Written problem
How many lines in the items below contain the word "staff"? Treat uppercase and lowercase as different, and give only the number.

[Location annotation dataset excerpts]
= = = =
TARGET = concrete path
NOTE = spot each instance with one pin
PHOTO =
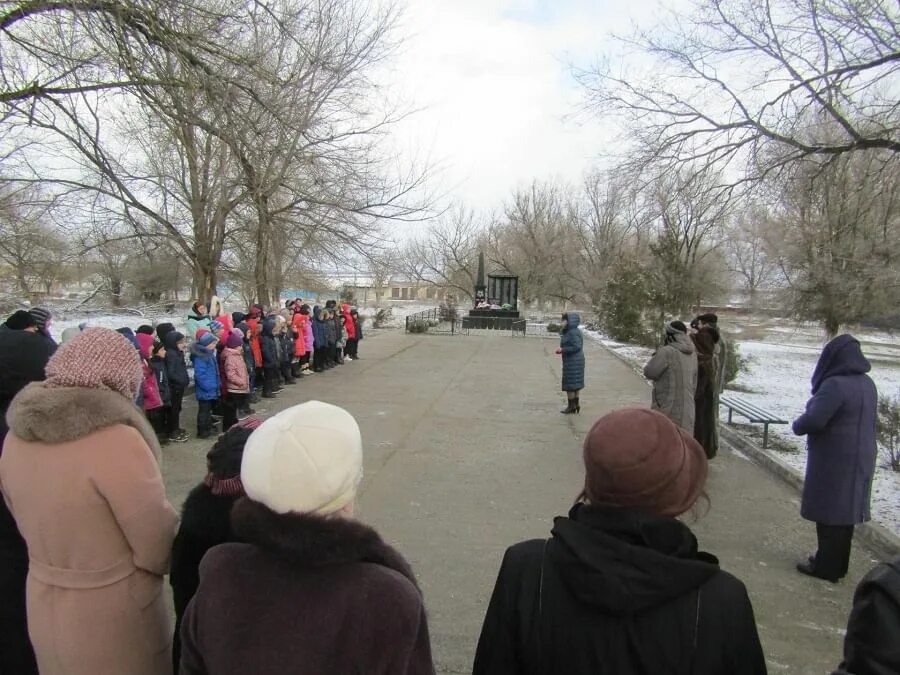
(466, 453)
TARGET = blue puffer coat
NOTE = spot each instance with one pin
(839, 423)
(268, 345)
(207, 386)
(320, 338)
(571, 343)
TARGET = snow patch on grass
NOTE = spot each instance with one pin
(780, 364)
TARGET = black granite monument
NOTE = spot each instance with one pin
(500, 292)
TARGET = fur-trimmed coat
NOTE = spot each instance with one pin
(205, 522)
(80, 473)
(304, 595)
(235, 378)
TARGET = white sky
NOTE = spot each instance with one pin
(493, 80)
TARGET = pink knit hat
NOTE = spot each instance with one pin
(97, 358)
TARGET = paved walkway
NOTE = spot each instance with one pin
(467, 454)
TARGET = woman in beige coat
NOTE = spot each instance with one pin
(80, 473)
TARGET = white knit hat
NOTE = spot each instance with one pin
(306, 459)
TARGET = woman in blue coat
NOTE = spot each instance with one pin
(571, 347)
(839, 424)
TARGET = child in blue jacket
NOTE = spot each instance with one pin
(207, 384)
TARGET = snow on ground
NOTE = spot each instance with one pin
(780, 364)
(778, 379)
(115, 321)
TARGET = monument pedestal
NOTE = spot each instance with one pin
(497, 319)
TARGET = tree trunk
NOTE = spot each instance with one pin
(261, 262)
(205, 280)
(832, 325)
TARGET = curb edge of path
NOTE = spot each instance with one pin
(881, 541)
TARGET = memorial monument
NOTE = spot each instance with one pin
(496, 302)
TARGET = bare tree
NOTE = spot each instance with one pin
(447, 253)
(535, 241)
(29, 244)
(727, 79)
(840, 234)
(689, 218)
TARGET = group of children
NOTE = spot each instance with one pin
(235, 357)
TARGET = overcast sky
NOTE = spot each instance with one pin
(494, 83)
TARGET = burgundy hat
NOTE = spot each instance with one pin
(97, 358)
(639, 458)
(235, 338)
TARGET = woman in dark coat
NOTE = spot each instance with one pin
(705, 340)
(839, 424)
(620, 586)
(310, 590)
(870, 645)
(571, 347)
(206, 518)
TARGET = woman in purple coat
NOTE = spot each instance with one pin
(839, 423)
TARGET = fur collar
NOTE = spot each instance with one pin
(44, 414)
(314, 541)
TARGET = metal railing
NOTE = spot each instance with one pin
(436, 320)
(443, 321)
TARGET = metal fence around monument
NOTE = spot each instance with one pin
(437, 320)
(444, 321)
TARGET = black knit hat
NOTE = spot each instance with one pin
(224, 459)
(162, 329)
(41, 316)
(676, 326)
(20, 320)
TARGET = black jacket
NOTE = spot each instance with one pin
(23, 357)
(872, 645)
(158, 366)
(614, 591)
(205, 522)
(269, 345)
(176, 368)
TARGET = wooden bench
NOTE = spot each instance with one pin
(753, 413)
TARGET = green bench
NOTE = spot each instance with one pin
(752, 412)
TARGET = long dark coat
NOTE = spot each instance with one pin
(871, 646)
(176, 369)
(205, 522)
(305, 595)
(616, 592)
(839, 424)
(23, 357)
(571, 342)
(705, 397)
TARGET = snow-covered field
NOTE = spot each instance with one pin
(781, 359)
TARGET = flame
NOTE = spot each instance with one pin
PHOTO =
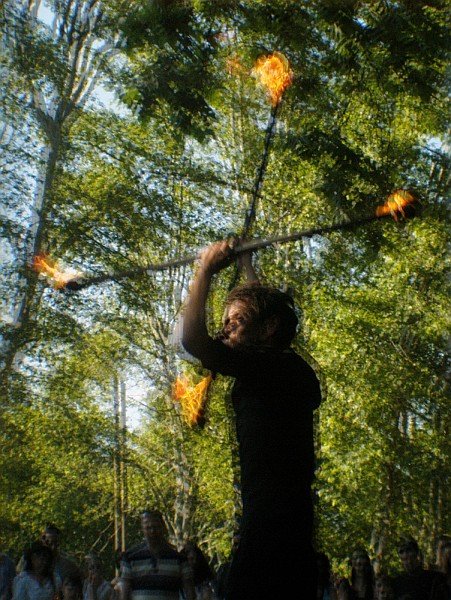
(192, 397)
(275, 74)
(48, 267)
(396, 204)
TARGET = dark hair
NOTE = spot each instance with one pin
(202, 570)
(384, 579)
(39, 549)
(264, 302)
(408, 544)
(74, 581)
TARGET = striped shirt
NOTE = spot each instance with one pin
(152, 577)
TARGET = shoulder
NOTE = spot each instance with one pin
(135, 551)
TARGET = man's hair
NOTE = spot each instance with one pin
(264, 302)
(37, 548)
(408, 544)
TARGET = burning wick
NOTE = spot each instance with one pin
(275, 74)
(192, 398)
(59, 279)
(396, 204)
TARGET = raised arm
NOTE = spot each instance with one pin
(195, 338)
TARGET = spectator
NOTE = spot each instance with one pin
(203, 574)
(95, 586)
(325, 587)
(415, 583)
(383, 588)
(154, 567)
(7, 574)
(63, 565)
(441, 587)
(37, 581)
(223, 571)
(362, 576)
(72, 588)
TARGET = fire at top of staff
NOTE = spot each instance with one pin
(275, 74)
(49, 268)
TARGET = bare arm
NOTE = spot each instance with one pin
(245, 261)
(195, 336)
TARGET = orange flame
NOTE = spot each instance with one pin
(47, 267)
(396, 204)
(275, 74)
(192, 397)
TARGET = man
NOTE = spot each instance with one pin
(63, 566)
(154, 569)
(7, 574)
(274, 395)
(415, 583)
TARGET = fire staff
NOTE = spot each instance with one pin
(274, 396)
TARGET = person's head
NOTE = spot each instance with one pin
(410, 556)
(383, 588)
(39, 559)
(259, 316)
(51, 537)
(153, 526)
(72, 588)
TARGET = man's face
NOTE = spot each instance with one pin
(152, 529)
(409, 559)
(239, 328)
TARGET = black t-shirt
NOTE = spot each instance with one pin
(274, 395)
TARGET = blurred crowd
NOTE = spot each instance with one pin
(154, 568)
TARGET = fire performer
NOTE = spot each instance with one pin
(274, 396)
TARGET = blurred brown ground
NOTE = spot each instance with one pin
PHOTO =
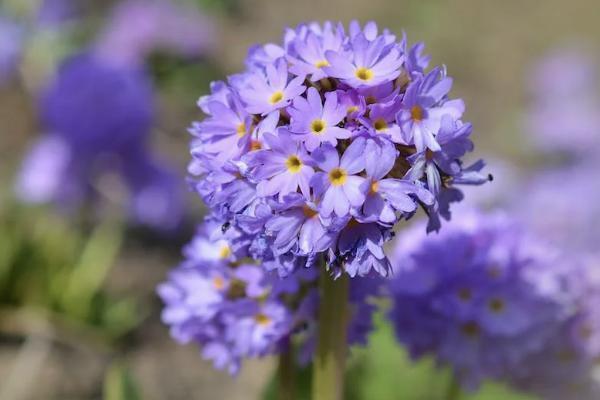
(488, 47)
= = = =
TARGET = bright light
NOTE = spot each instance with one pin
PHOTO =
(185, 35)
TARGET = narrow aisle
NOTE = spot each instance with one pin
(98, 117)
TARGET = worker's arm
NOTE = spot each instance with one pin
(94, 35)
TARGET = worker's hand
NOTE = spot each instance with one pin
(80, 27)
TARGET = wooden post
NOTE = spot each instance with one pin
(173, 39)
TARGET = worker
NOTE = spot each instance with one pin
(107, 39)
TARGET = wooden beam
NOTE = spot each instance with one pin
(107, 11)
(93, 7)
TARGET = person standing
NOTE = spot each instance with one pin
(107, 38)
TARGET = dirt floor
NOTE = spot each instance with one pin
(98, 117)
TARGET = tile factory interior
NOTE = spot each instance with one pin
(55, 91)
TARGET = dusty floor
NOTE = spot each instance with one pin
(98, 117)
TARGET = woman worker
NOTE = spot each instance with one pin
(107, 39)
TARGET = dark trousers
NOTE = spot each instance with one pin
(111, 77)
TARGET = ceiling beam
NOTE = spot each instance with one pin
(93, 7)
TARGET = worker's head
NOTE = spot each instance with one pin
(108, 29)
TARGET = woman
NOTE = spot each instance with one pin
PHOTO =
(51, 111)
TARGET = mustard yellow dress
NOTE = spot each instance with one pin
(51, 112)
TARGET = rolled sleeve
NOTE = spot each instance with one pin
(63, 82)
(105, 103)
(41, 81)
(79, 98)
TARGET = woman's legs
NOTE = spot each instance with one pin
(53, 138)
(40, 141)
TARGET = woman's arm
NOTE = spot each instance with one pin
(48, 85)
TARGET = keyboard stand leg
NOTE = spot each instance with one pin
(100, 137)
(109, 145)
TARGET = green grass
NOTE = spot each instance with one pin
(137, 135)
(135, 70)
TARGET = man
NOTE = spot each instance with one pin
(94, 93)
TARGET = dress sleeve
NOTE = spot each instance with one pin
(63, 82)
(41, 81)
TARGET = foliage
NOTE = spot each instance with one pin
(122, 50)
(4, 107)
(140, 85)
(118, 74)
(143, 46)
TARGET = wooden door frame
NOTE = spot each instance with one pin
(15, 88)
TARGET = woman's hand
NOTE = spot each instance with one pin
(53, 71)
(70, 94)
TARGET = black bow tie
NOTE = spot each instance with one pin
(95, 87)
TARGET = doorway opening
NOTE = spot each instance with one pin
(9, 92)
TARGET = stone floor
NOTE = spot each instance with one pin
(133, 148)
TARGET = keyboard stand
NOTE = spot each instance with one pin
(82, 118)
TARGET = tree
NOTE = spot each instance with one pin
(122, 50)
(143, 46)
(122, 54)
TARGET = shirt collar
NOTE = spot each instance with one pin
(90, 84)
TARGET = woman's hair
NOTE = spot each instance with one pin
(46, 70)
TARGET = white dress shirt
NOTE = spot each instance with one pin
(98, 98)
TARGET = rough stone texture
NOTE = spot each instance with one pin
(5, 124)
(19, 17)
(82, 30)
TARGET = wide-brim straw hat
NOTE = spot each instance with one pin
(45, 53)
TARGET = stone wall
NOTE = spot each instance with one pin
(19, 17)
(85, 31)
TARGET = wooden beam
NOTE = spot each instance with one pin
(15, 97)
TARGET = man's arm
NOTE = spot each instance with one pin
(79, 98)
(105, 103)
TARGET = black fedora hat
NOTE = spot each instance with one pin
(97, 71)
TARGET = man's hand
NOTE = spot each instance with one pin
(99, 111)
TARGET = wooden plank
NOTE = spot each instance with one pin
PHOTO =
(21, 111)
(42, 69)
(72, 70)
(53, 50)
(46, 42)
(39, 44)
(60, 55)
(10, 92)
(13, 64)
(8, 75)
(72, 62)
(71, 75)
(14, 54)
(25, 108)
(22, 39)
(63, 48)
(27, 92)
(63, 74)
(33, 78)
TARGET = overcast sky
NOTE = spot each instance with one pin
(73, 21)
= = = =
Solution for this problem
2